Document excerpt |
I didn't come along untill years later.
 
I drove horses when we threshed and hayed. I drove , my brother pitched on and Dad built the loads. When we hayed Dad threw the bales up off the ground , brother built and I drove. I hated it , the horses would try to grab a mouthful of sheave and when they reached for it the reins would pull tight and darn near pull me off the wagon through the front ladder. Dad finally got mesh muzzles so they couldn't grab hay or sheaves , made my life better .
 
I never did walk. Harrowed a small pasture with a horse while I rode him. I now have a horse that I drive and wanted to feed with him but all I have is a wagon and the snow is a little deep for a wagon so will have to wait till spring. I like driving him on the wagon that I built just for that purpose. Bud
 
When I was young all farms had a tractor. A.C. Model M, Cat D2, TD 6, bigger farms had TD9's D4's or HD5's or 7's. They all still had a team. The team would be used for seeding or harrowing. One farm one brother would not drive a tractor, only used a team to work the super steep spots that would be left behind by tractors.
 
(quoted from post at 08:27:59 02/23/19) We called them scratchers here in Tennessee where I lived. I am 70 but I remember using one at a very young age in tobacco and corn. We used mules to plant and cultivate. Only used a Tractor to break ground. My first job with othe mules was dragging the field after the ground had been broken.

Dataset content |
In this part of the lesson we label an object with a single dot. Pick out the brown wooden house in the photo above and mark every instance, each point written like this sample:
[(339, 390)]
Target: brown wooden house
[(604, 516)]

Task objective |
Reproduce the passage of the farm horse recollections starting with "I never did" and going on through "behind by tractors.".

Response to this task |
I never did walk. Harrowed a small pasture with a horse while I rode him. I now have a horse that I drive and wanted to feed with him but all I have is a wagon and the snow is a little deep for a wagon so will have to wait till spring. I like driving him on the wagon that I built just for that purpose. Bud
 
When I was young all farms had a tractor. A.C. Model M, Cat D2, TD 6, bigger farms had TD9's D4's or HD5's or 7's. They all still had a team. The team would be used for seeding or harrowing. One farm one brother would not drive a tractor, only used a team to work the super steep spots that would be left behind by tractors.